** START OF Given entries **

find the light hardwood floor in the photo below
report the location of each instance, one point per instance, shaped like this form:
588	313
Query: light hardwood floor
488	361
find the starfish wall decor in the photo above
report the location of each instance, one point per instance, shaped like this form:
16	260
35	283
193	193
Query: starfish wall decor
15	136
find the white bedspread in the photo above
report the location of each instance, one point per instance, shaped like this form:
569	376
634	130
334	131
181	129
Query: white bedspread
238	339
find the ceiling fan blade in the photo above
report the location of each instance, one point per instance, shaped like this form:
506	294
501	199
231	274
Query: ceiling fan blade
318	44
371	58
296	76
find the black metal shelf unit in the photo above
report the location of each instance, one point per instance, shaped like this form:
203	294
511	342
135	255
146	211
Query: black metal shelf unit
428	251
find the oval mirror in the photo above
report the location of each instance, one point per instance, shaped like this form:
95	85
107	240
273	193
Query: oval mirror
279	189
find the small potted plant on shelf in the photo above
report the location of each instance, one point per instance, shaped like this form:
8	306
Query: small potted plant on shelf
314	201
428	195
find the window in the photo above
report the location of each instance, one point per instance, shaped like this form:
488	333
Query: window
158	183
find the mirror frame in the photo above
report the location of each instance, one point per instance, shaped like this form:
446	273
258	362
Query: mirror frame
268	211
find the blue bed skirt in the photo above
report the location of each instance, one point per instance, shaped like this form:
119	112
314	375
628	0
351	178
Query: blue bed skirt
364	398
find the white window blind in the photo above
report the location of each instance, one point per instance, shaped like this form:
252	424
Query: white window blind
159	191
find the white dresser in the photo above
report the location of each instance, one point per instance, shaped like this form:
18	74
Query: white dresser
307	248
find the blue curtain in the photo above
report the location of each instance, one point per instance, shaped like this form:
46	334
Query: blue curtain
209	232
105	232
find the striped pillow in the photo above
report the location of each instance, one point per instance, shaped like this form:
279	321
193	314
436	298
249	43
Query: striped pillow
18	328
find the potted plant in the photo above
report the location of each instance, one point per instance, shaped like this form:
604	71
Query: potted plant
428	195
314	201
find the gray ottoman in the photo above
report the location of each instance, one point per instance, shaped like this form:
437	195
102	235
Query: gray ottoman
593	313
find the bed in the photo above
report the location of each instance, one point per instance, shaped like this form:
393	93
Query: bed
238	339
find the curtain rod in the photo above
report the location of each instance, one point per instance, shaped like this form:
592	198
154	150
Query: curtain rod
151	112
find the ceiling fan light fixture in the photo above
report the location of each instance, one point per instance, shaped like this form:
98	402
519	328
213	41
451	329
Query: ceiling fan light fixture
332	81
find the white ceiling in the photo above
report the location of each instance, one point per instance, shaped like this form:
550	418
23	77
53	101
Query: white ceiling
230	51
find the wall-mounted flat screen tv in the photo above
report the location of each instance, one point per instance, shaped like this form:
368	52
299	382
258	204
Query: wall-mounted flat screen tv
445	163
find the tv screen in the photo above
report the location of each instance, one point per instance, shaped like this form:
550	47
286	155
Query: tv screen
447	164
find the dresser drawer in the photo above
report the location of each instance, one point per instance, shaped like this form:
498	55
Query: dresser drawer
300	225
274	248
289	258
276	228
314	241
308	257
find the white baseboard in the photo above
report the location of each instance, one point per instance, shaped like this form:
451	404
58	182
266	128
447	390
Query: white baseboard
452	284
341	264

** END OF Given entries **

__Aim__: Write out every row above again, substituting "a single point for each instance" for each occurrence of "one point per instance" and keeping everything else unchanged.

__Exercise solution__:
find the light hardwood floor in the photo below
report the location of each instance, a single point for each instance, shaped like this form:
588	313
Query: light hardwood floor
488	361
find the starfish wall decor in the photo above
report the location of each instance, a single point for each instance, shaped like this form:
16	260
35	283
193	193
Query: starfish wall decor
15	136
find the white bedspread in the photo above
report the location of each instance, a single point for each instance, shaped like this form:
569	376
634	130
334	131
181	129
Query: white bedspread
238	339
find the ceiling fan blade in the photo above
report the location of each instance, a single point for each instance, shaped like this form:
506	294
501	199
231	274
Query: ceiling fan blade
318	44
371	58
296	76
find the black metal shelf unit in the photo above
report the location of each instance, a single point for each instance, shaped like this form:
203	294
511	342
135	255
146	211
Query: black metal shelf unit
428	251
find the oval mirror in the photo above
report the location of each instance, a single point for each instance, shaped like this form:
95	85
107	240
273	193
Query: oval mirror
279	189
find the small potted plant on shelf in the photo above
report the location of each instance, a single point for each instance, shaped like this form:
8	306
Query: small potted plant on shelf
314	201
428	195
find the window in the photo above
report the location of each instance, a single point for each instance, shaped like this form:
488	333
Query: window
158	183
find the mirror frame in the photo above
report the location of each instance, a single point for each instance, shaped like this form:
446	273
258	362
Query: mirror frame
268	211
find the blue bed skirt in the photo above
report the location of each instance, a single point for each instance, shaped like this form:
119	112
314	375
628	0
351	178
Query: blue bed skirt
364	398
find the white window blind in the photo above
report the location of each instance, a single point for each instance, shaped like this form:
252	424
Query: white window blind
159	191
find the white dresser in the photo above
report the location of each instance, a single point for each instance, shaped like this form:
18	74
Query: white dresser
307	248
find the blue curtain in the photo above
report the location of each instance, a single point for each instance, shaped like this form:
46	334
Query: blue curtain
209	232
105	232
find the striped pillow in the photo above
report the location of each instance, a single point for each instance, shaped like this form:
279	321
193	314
436	298
249	43
Query: striped pillow
18	328
find the potted plant in the photo above
report the location of each instance, a single point for each instance, shaped like this form:
604	71
Query: potted plant
428	195
314	201
find the gray ottoman in the photo above
report the location of each instance, a single point for each instance, shaped like this form:
437	195
102	235
Query: gray ottoman
593	313
find the bed in the photo above
report the location of each instance, a single point for each instance, shaped like this form:
393	93
Query: bed
238	339
find the curtain rod in the photo above
report the location of each instance, a single point for each instance, shaped like this form:
592	198
154	150
Query: curtain rod
151	112
find the ceiling fan light fixture in the photo above
report the location of each instance, a single point for each instance, shaped like this form:
98	402
519	328
213	41
451	329
Query: ceiling fan light fixture
332	81
find the white ceiling in the photo above
report the location of each instance, a single point for each instance, shaped like this form:
550	418
23	77
53	101
Query: white ceiling
230	51
find the wall-mounted flat screen tv in the photo above
report the location of each instance, a single point for each instance, shaped like this form:
368	52
299	382
258	204
Query: wall-mounted flat screen tv
445	163
find the tv screen in the photo above
report the location of each instance, a single point for each instance, shaped like this form:
550	47
286	155
Query: tv screen
447	164
find the dresser drawer in the photo above
report the location of each instance, a single point for each instance, shaped like this form:
498	55
Query: dresser drawer
300	225
274	248
289	258
276	228
314	241
308	257
find the white baseboard in the photo above
report the location of each instance, a single point for each instance, shaped like this form:
451	404
58	182
266	128
447	390
Query: white baseboard
452	284
341	264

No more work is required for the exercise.